**SELECTED PASSAGE**.
╔══

# post lamp in yard



## Canarywood1 (May 5, 2012)

Startingover said:


> maybe this is electrical?
> 
> My new house has a light post in the front yard. I'm positive there's no light switch to it. But, it comes on every night and goes off every morning. By itself. Elves?
> 
> ...


 
Well,be careful when your digging near that post,because there will be electric wires nearby,your lamp turns on and off by a photo cell,probably mounted on the post.


----------



## joecaption (Nov 30, 2011)

Some sensor are mounted to the pole, some are at the base of the part on the very top, and a few are simply screwed into the lamp socket and the bulb screws into that.


----------



## Startingover (Apr 18, 2012)

canarywood and Joe, 

Thank you. 

Is it likely that any wires would be on the side of the lamp post facing the house? Are they inside of PVC or something protective, so that if I dig gently I won't disturb them (or get shocked)?


----------



## wkearney99 (Apr 8, 2009)

First find the electrical breaker for it. Do not dig while it's live. Just because the light is off DOES NOT mean there's no power to the pole! The sensor uses live power all the time, it's only after dark that it then turns on the light.

╚══

**DIRECTIONS**.
**A.** Find each line in the listing that holds the word "suede" and copy those lines out. Matches must have the same case.
**B.** Carry on the forum thread about the yard post lamp, starting right after its final sentence.

**MATERIAL SHOWN**.
╔══

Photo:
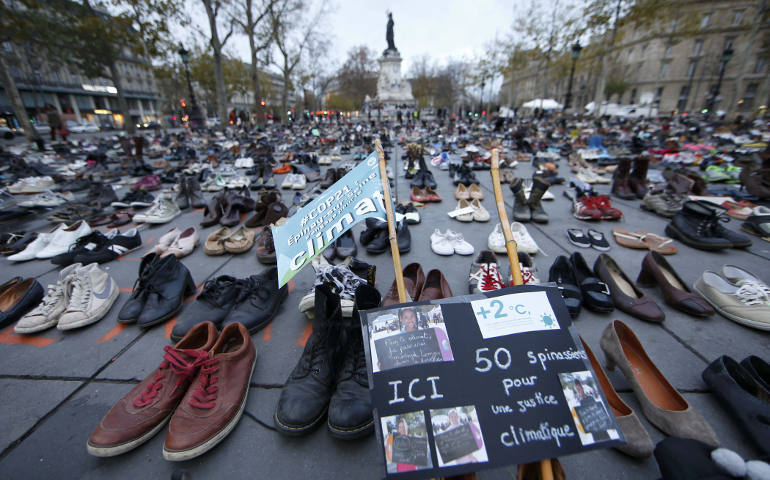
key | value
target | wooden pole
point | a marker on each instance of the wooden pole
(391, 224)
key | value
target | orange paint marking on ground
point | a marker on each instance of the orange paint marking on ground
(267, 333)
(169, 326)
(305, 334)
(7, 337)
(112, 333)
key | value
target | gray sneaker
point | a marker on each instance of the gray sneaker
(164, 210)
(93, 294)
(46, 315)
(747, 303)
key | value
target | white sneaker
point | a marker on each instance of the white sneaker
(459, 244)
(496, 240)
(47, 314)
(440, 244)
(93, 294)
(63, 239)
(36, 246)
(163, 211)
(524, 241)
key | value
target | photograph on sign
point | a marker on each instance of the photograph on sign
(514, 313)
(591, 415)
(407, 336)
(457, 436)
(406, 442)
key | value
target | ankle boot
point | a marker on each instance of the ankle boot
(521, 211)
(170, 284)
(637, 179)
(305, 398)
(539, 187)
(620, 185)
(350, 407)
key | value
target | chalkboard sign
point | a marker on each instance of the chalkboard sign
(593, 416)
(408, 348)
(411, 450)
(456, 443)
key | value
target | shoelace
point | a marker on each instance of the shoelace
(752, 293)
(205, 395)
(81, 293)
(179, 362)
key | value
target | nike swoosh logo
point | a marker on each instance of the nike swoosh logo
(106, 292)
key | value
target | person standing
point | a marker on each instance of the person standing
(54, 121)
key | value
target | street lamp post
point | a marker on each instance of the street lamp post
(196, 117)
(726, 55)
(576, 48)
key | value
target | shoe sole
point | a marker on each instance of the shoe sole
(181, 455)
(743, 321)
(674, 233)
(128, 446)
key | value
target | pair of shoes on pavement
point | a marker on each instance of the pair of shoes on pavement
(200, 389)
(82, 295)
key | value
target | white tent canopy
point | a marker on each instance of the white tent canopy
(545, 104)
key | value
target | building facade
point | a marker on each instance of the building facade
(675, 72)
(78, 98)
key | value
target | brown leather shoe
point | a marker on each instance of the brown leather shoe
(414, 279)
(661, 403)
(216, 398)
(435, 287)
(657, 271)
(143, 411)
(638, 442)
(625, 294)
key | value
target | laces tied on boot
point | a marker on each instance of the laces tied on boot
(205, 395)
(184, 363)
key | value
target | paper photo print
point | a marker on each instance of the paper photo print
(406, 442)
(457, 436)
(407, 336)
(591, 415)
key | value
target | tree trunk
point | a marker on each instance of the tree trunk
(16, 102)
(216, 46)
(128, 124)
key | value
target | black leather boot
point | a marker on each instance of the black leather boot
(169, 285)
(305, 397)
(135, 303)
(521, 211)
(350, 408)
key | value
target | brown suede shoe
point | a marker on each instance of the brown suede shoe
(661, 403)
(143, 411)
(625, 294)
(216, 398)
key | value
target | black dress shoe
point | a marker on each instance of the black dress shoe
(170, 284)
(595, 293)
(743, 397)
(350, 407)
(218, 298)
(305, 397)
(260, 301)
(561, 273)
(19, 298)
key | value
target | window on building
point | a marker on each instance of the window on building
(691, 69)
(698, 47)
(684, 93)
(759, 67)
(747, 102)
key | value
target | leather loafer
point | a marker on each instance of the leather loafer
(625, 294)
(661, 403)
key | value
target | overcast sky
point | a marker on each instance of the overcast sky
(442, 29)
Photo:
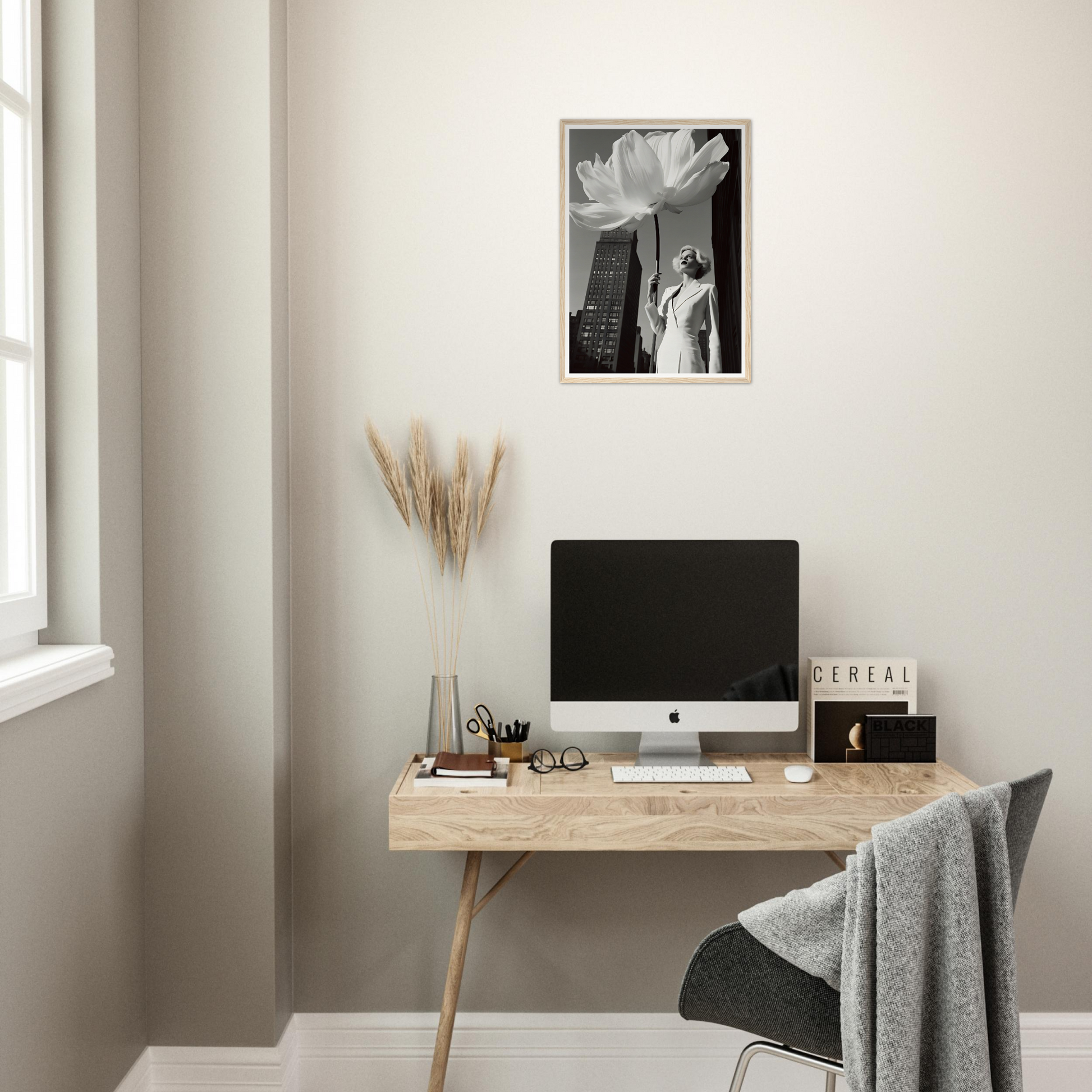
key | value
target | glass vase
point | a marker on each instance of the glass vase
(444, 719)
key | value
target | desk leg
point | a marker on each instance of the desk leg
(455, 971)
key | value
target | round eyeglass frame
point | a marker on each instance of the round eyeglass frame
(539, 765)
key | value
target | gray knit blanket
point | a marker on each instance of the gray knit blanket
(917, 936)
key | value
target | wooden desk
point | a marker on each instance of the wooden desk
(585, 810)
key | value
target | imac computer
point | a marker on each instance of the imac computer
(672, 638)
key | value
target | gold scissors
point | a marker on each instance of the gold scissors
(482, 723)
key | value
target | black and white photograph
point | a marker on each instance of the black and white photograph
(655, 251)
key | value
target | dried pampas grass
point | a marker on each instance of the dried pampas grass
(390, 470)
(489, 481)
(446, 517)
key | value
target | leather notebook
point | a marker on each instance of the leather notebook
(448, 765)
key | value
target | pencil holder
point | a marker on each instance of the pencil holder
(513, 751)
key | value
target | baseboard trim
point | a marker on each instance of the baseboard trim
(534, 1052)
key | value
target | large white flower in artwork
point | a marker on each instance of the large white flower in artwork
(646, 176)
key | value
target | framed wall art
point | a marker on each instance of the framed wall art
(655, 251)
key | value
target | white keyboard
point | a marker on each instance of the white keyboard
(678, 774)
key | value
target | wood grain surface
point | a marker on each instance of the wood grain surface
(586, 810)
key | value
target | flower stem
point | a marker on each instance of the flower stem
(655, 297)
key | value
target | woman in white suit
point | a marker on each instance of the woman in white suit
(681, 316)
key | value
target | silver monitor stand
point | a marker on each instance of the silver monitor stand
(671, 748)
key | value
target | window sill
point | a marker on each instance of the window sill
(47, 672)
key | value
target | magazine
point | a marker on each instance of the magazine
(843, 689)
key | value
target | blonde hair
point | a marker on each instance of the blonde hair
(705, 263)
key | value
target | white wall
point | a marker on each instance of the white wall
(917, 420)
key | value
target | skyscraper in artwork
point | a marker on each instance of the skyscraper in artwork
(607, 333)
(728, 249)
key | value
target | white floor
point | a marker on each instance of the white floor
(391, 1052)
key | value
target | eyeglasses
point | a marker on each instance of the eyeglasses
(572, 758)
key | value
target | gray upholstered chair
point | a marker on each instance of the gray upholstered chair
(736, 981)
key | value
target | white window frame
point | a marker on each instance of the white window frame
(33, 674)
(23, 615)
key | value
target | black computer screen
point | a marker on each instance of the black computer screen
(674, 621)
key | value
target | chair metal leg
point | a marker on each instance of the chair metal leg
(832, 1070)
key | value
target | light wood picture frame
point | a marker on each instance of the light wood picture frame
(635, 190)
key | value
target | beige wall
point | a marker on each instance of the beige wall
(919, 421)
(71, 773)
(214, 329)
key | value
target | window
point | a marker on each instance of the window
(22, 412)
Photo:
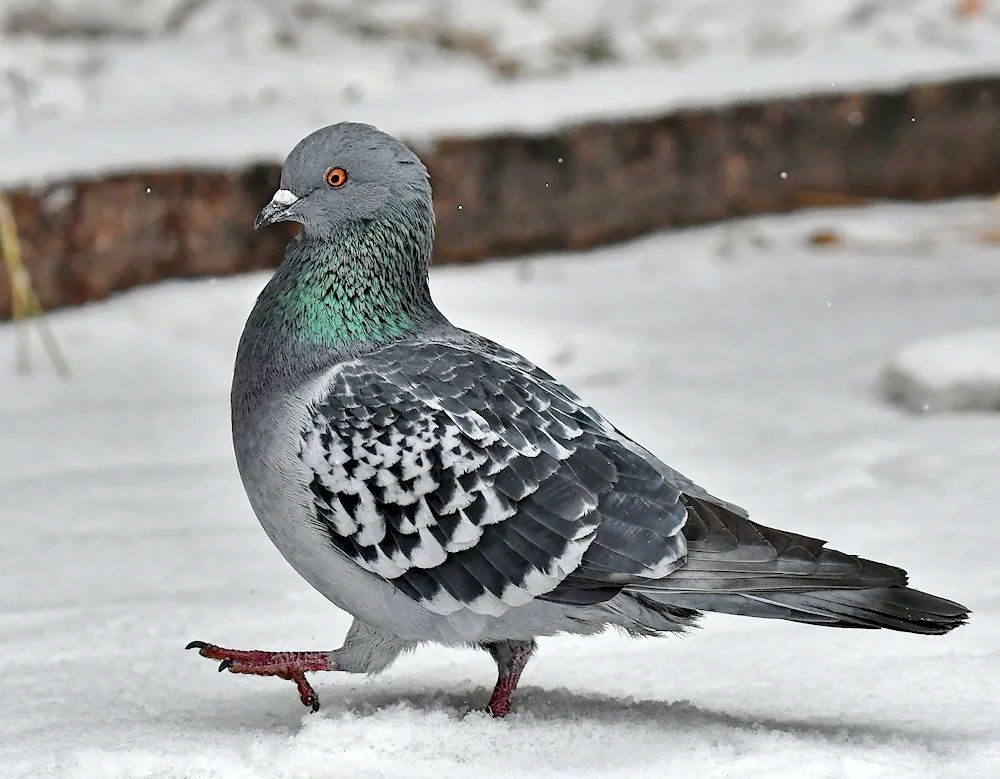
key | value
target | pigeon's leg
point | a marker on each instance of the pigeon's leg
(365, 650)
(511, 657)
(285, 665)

╚══

**OUTPUTS FOR THE TASKS**.
**A.**
target | brown suede shoe
point | a marker on each instance of the brown suede shoe

**B.**
Cover it's sensor to have the light turn on. Then turn off electrical breakers until you find the one that powers the pole. Or if it's already marked, turn that one off. If you cannot find it then call an electrician. An electrician can also help you find the wire without digging.

Once it's off then carefully dig down at the pole (presumably toward the house) and find the wire. It may be in conduit (one would hope) or it could be a direct burial wire (about as thick as a finger). Note where it's located for future reference. It it was done properly it'd be in a conduit, buried at least 18" below grade.


----------



## Startingover (Apr 18, 2012)

wkearney,

thank you. Now it sort of makes me nervous. It didn't occur to me to look at the breakers for one for the lamp post.

Maybe I won't plant anything around it. I'm really trying to eliminate as much maintenance in the yard as possible.


----------



## wkearney99 (Apr 8, 2009)

You still need to know where it's breaker is located. Even if you're not digging today. If something goes wrong with it you'd still want to be able to kill power to it. Now's as good a time as any to figure it out.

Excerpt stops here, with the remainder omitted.